* **GOAL OF THE EXERCISE**
In the data below, find the line containing "positive clicks: (884, 858)", then set down that line and every later line up to and including the line containing "negative clicks: (926, 606)", exactly.

BEGIN INPUT

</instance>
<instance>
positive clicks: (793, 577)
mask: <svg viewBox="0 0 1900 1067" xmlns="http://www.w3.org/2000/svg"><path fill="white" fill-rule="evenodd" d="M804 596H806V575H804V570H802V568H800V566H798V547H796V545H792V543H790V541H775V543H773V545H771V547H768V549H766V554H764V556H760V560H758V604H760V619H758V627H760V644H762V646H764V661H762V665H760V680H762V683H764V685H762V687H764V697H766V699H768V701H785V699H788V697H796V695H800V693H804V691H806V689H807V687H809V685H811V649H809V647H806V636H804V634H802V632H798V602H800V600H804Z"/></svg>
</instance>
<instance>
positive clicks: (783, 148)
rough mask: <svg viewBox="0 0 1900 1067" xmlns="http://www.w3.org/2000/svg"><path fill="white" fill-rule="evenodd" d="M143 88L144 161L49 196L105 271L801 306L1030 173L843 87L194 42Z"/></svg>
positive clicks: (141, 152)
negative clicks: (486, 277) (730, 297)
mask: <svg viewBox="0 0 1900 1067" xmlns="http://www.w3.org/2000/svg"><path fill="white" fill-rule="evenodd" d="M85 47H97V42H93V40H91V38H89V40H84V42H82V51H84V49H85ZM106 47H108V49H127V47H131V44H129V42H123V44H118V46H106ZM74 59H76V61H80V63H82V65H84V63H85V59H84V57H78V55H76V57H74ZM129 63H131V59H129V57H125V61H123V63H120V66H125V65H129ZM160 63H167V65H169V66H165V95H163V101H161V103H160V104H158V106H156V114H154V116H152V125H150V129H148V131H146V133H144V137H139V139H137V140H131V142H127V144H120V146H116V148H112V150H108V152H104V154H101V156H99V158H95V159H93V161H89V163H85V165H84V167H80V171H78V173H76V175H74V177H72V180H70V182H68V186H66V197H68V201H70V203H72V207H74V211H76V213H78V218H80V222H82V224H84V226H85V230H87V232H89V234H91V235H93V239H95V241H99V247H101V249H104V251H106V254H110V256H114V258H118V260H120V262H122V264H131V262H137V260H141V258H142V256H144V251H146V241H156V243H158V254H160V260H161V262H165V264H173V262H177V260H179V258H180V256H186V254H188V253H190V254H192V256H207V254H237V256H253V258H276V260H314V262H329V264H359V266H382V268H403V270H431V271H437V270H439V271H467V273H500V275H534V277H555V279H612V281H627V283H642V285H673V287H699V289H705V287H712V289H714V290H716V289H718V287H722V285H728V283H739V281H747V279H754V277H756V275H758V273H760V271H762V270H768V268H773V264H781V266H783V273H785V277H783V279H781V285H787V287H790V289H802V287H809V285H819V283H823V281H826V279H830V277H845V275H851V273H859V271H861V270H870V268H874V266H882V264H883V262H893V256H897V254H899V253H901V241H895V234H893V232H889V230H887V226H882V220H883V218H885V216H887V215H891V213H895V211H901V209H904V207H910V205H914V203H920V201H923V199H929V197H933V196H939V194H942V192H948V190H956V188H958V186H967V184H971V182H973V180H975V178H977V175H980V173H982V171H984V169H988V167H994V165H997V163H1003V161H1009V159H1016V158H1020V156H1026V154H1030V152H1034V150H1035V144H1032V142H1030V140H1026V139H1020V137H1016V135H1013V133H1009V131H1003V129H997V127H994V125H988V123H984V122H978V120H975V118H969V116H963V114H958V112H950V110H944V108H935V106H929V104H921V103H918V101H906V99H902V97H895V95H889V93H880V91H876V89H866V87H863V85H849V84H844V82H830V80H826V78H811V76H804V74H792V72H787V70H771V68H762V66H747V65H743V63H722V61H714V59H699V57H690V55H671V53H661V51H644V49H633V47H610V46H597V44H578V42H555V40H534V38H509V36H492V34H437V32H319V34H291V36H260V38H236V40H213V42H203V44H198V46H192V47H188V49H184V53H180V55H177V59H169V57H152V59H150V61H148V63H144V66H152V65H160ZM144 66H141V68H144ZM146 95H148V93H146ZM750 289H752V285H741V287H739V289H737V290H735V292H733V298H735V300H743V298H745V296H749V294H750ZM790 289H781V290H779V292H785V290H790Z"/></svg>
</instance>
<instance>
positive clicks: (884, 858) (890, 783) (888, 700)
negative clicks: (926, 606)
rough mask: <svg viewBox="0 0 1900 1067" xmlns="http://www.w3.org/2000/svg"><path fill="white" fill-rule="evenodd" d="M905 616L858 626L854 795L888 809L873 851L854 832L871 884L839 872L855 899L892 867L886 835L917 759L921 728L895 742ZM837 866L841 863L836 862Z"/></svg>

END INPUT
BEGIN INPUT

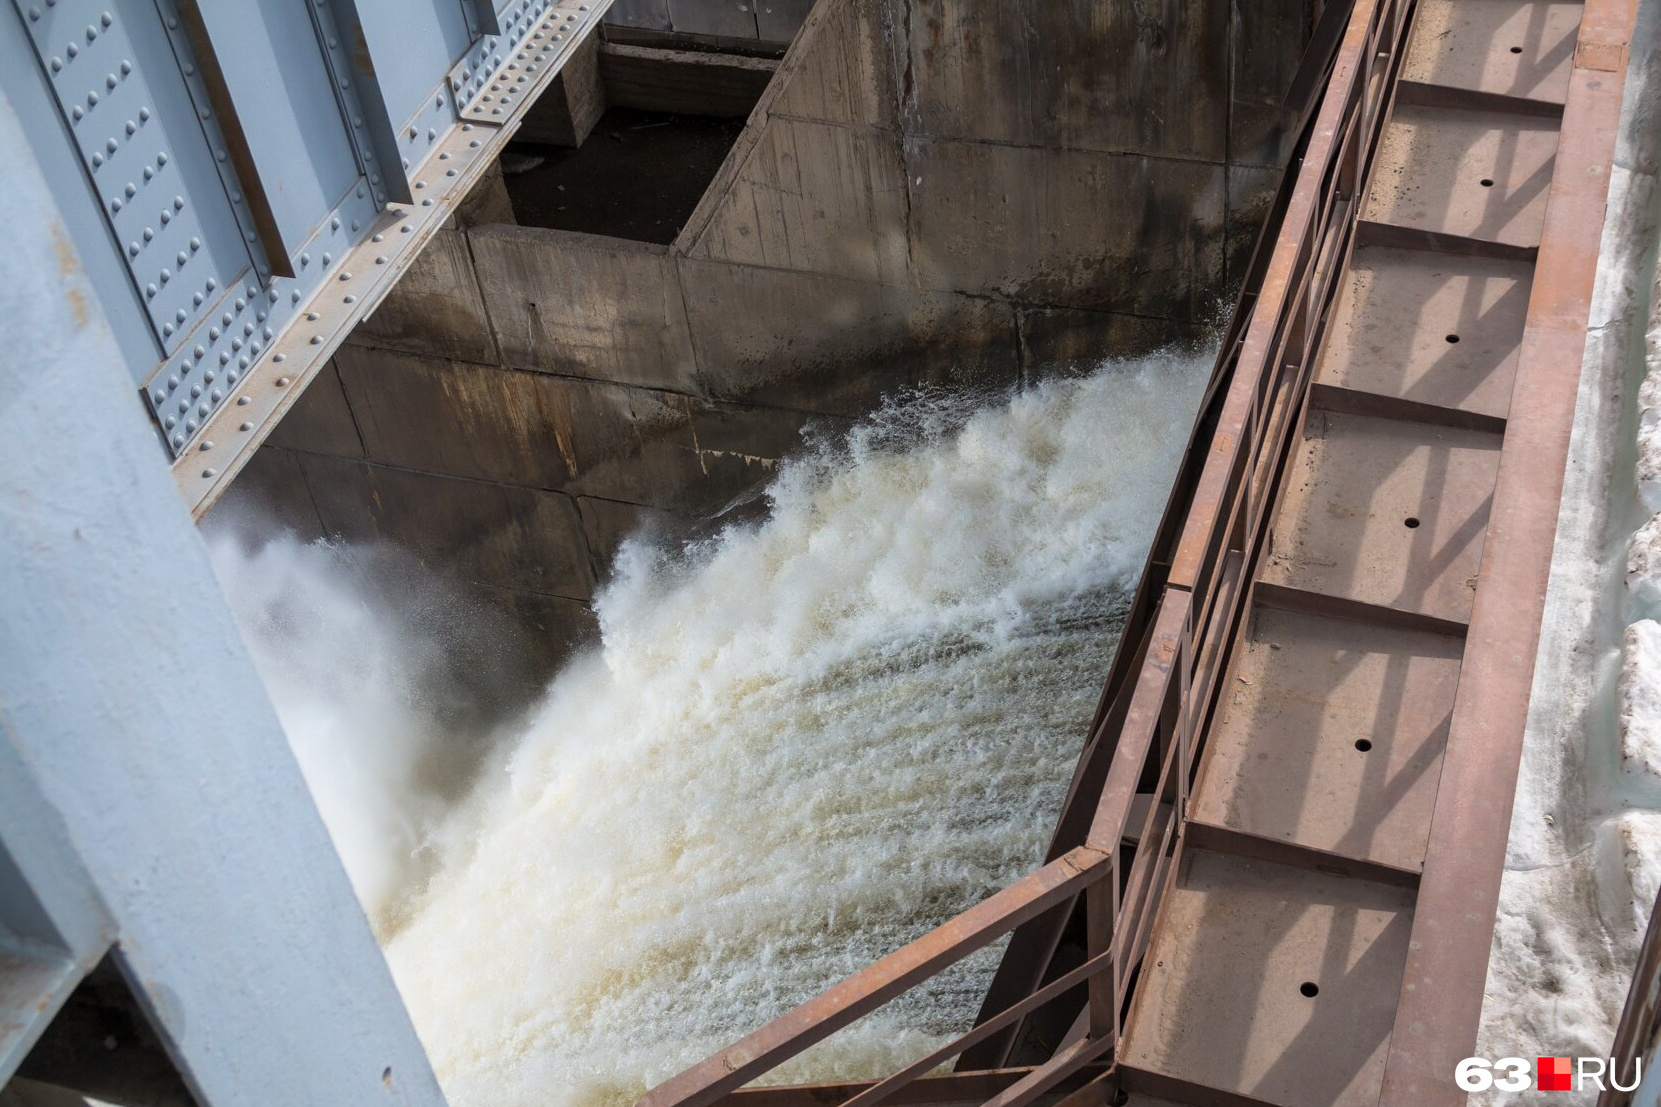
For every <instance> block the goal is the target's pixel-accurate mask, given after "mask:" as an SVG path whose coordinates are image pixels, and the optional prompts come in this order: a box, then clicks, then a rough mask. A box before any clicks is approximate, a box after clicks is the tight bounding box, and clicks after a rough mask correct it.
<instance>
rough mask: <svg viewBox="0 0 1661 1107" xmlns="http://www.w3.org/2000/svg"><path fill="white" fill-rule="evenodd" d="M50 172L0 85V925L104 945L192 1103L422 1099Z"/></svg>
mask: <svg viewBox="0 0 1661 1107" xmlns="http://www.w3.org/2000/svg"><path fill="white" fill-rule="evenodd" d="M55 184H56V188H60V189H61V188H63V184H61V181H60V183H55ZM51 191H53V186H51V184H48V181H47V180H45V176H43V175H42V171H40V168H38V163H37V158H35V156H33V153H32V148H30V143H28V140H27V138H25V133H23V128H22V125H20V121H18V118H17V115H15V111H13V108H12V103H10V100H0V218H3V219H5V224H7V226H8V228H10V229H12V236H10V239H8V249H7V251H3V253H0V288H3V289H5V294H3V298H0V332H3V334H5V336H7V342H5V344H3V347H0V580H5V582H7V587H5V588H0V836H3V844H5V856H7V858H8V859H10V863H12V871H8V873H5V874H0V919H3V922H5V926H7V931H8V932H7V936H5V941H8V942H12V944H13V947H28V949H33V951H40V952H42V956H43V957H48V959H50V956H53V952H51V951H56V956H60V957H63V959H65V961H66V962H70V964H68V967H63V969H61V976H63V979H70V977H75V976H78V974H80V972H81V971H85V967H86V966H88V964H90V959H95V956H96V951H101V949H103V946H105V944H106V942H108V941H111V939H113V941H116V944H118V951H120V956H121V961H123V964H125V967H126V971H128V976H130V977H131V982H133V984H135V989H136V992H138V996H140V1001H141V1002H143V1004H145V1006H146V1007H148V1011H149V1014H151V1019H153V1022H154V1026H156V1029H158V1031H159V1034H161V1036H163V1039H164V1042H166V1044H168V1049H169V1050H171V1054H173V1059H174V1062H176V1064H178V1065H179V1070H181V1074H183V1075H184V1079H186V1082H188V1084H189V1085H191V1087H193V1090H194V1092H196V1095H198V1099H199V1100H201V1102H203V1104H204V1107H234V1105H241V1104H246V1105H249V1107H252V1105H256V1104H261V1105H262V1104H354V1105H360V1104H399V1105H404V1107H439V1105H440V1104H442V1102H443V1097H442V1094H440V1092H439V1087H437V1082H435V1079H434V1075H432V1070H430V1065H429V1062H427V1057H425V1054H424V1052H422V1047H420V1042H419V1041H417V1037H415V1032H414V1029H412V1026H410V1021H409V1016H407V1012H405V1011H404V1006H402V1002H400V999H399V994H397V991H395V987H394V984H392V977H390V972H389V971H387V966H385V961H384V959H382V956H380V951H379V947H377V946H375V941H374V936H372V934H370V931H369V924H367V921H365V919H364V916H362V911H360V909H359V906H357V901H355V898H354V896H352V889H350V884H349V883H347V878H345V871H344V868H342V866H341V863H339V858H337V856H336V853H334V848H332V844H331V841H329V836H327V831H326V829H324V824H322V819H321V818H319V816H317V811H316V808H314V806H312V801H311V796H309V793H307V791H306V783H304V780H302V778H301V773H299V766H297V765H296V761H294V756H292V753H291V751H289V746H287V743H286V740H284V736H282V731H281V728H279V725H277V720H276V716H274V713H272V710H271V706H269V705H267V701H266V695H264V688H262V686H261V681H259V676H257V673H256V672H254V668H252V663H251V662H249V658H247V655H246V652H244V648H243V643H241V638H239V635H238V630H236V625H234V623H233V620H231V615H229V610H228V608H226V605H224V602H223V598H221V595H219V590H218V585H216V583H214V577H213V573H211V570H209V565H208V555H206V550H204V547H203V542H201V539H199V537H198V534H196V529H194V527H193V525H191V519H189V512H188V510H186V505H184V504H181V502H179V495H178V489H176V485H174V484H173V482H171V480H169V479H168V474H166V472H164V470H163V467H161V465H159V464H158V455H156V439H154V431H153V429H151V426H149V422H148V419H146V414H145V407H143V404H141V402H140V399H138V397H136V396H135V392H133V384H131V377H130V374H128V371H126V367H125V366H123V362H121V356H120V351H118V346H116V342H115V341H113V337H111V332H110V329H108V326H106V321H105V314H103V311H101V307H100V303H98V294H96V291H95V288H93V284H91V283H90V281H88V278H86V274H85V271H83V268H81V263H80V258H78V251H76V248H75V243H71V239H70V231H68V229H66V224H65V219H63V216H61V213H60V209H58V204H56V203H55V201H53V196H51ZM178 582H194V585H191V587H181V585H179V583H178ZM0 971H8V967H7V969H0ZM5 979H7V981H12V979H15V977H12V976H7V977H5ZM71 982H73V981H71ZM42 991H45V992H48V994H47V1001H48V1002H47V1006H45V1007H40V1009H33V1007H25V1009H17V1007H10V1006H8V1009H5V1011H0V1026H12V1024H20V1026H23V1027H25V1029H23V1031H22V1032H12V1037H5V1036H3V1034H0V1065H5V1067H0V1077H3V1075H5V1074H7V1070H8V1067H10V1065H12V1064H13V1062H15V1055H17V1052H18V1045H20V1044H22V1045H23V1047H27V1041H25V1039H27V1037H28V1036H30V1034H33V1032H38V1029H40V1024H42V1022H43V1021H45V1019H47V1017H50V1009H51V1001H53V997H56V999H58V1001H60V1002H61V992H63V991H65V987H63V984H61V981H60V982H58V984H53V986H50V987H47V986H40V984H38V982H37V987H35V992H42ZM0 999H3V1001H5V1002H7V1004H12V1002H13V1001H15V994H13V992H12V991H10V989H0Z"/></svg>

END INPUT
BEGIN INPUT

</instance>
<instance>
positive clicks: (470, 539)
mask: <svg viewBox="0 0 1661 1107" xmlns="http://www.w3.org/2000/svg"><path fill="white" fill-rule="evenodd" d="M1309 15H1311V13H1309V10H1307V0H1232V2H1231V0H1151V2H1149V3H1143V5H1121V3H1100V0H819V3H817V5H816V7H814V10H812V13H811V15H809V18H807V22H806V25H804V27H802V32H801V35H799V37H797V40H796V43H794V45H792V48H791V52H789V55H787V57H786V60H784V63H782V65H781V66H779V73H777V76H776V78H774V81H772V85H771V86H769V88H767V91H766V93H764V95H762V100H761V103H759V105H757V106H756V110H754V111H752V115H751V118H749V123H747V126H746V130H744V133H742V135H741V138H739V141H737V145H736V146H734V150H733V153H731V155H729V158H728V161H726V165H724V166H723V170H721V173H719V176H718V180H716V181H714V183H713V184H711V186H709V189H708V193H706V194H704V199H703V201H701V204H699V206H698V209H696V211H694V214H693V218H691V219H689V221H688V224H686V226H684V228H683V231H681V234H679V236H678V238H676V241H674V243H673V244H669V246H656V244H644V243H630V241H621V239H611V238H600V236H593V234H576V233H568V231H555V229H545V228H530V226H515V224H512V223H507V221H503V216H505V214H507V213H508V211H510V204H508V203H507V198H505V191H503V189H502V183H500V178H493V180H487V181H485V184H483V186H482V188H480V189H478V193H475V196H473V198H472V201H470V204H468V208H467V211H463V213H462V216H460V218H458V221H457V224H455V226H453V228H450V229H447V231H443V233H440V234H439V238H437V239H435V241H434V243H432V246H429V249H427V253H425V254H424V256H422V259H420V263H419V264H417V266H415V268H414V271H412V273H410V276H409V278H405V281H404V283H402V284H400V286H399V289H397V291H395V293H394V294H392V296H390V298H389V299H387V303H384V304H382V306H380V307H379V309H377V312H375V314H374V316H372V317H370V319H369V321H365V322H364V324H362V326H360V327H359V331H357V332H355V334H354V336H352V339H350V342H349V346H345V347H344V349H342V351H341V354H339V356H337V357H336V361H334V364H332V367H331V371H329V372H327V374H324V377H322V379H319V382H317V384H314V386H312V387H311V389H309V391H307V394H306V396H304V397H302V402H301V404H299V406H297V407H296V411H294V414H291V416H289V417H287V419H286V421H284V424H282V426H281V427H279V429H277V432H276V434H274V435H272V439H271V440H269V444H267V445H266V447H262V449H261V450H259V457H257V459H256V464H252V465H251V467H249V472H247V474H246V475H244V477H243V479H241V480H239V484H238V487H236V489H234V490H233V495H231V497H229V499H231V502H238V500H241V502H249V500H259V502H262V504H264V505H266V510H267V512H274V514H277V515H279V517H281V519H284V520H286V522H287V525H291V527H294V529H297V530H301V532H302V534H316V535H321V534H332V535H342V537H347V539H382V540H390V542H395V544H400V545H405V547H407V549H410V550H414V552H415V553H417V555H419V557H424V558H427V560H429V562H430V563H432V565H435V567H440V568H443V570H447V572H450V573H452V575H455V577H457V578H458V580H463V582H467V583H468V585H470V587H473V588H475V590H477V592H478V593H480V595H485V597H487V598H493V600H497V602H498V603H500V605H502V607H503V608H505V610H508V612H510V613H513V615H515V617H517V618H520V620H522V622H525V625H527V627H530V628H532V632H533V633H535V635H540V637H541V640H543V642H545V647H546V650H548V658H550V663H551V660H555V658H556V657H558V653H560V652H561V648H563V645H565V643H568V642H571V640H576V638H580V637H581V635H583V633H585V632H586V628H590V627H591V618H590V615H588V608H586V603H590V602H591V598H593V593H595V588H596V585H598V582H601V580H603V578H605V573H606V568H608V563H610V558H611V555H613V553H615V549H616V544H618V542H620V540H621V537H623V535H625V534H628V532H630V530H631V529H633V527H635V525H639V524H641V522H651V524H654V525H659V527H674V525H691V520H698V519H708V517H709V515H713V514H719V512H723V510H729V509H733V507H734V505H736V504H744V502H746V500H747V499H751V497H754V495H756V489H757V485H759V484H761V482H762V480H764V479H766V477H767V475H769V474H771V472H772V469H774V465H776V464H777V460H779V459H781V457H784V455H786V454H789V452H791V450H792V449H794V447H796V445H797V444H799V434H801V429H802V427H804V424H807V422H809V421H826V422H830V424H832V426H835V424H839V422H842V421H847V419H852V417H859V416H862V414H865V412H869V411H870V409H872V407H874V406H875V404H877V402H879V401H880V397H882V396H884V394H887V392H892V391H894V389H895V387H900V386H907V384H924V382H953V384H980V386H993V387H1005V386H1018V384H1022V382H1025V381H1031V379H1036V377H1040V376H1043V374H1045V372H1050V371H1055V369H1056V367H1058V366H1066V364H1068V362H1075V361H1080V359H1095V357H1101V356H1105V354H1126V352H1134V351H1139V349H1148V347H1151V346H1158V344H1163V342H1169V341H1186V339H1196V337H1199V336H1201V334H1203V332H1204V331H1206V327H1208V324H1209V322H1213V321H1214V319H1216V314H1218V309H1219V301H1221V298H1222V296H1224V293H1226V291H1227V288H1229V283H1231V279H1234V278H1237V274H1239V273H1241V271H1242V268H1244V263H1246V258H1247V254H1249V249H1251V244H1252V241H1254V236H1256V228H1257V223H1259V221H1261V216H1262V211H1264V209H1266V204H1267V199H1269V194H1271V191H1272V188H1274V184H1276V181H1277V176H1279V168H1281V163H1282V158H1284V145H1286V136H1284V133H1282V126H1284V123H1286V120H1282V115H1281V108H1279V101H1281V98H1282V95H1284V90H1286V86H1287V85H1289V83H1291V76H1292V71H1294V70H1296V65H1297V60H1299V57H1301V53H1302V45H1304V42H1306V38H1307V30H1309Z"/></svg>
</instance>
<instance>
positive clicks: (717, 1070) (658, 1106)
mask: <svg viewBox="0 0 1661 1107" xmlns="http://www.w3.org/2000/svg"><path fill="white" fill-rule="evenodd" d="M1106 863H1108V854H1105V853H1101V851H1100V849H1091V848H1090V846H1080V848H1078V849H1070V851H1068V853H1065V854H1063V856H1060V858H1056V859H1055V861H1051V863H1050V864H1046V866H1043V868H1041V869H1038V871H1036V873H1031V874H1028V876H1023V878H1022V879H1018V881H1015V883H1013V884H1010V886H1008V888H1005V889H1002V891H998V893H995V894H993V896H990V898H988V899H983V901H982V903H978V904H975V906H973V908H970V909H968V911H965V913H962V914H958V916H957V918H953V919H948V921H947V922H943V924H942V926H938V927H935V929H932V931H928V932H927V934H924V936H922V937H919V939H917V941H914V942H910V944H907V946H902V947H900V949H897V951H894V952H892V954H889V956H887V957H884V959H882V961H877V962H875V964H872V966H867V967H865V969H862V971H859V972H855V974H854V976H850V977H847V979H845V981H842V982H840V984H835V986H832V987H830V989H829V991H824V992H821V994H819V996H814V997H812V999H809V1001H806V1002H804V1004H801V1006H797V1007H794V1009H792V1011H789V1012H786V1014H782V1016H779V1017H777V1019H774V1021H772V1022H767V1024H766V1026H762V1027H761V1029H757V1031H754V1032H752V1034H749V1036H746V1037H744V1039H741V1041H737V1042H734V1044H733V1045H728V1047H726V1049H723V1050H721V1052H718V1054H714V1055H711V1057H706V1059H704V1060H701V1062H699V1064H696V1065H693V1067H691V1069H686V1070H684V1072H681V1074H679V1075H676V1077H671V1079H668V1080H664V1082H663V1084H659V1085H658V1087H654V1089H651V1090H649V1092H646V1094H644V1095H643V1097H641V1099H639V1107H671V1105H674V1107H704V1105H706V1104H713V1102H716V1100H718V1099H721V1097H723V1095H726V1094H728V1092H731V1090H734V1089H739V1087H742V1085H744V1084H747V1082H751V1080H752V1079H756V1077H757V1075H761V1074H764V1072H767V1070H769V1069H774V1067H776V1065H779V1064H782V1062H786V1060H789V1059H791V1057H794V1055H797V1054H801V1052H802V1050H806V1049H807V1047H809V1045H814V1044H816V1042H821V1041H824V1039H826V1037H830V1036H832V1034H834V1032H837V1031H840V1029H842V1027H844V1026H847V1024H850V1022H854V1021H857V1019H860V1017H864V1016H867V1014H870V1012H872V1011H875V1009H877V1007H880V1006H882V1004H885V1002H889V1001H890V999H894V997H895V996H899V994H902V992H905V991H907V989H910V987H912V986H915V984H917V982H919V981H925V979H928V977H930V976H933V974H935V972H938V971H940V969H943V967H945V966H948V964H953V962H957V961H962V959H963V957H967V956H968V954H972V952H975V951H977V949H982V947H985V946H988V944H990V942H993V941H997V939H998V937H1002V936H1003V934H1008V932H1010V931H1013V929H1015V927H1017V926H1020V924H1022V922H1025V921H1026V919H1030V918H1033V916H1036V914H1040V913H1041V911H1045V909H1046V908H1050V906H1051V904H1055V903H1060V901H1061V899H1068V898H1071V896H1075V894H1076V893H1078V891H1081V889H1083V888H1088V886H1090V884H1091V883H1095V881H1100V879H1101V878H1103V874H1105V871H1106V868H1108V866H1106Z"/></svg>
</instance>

END INPUT

* **ANSWER SPACE**
positive clicks: (884, 858) (890, 783) (888, 700)
negative clicks: (926, 606)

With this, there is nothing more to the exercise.